━━━━━ Excerpted data ━━━━━
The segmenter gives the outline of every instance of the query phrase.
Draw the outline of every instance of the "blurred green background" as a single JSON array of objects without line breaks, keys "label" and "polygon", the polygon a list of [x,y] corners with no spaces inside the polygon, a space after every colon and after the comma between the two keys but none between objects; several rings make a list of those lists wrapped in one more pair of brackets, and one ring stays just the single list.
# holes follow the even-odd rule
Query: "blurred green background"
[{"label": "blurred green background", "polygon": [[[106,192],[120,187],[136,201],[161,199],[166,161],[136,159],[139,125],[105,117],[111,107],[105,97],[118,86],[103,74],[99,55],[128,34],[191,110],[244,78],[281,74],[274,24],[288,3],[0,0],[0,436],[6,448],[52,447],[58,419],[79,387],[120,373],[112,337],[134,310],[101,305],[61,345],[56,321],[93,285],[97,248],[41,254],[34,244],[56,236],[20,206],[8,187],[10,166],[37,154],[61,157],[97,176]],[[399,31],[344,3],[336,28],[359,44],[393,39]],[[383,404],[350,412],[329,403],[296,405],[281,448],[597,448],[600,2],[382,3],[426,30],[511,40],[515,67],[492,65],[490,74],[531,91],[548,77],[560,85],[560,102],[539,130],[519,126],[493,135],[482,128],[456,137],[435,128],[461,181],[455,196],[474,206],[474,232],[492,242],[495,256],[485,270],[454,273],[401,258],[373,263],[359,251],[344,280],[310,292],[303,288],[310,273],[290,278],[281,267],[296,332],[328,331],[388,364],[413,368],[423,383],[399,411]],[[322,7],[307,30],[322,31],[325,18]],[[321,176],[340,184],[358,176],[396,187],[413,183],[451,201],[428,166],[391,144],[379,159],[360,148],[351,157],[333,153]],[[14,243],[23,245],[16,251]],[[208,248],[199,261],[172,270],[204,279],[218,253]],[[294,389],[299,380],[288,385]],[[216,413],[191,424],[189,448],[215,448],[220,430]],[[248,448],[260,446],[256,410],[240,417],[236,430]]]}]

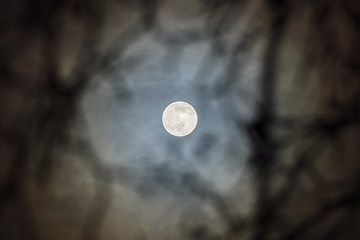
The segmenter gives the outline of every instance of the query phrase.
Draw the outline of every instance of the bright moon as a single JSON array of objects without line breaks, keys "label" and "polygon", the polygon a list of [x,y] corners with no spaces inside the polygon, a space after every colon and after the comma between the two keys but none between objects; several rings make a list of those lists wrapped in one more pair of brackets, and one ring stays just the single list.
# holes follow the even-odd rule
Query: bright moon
━━━━━
| Work instructions |
Among the entries above, find every line holding "keys" and copy it.

| Task result |
Draw the outline of every instance of the "blurred green background" as a single JSON array of objects without line breaks, keys "label" and "polygon", the polygon a list of [x,y] corners with no spaces inside the polygon, a space after every colon and after the comma between the two keys but none between objects; several rings make a list of those lists wrapped in one more pair of brackets, and one ring stays just the single list.
Draw the outline of every instance of the bright moon as a single JSON array of objects without line breaks, keys "label" and "polygon", the polygon a list of [x,y] corners with no spaces inside the polygon, a space after every colon and after the comma between the two keys but none between objects; several rings make a list of those lists wrapped in one more pair of brackets, and one ring stays just the single list.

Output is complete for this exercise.